_MATERIALS PROVIDED_
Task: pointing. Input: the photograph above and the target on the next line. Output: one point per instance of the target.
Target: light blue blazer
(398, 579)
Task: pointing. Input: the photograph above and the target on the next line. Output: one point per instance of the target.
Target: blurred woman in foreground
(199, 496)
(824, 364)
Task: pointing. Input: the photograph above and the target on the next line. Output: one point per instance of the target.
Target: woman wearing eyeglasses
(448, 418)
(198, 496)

---

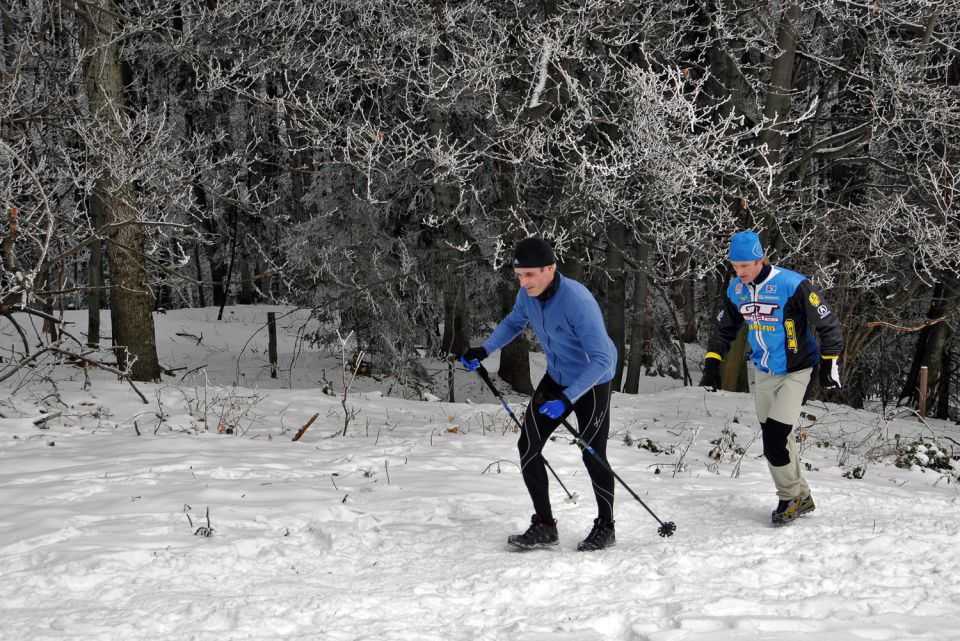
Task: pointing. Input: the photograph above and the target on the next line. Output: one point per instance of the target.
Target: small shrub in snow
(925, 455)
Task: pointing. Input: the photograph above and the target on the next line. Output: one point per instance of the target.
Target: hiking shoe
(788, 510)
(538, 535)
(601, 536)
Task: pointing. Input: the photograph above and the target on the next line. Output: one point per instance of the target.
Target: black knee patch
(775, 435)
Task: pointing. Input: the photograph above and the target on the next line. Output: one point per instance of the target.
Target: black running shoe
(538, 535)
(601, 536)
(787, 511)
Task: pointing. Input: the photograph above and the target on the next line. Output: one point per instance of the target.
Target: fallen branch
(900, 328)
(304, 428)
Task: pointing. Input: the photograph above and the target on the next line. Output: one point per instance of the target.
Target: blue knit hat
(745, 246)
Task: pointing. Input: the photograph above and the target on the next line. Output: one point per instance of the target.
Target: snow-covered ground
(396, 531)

==

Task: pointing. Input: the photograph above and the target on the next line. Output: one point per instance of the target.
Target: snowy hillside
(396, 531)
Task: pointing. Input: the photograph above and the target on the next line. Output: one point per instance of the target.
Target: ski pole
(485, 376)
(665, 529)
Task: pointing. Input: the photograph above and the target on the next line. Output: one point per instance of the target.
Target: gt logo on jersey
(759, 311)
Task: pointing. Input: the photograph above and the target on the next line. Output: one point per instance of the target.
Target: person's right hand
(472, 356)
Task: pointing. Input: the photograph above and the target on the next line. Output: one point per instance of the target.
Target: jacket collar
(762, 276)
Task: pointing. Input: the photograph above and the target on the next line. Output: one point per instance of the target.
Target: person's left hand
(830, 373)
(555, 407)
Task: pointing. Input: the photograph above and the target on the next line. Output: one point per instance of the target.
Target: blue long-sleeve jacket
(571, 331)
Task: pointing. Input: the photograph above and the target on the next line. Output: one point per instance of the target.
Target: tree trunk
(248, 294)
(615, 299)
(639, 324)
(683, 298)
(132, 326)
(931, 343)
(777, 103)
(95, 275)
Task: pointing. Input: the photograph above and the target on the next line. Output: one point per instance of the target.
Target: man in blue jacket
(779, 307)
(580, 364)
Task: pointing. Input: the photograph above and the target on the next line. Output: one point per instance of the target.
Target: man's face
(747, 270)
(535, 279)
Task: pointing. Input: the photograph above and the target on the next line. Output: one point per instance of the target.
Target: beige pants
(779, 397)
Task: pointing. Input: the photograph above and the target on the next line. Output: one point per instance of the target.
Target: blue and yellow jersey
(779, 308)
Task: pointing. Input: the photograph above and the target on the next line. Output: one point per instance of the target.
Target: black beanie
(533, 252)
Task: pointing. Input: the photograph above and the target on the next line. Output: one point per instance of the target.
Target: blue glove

_AIM_
Collect every line of the material above that contains the string "blue", matching case, and copy each one unchanged.

_EXPECTED OUTPUT_
Target: light blue blazer
Target: blue knit hat
Target: blue long-sleeve jacket
Target: man in blue jacket
Target: blue and yellow jersey
Target: blue glove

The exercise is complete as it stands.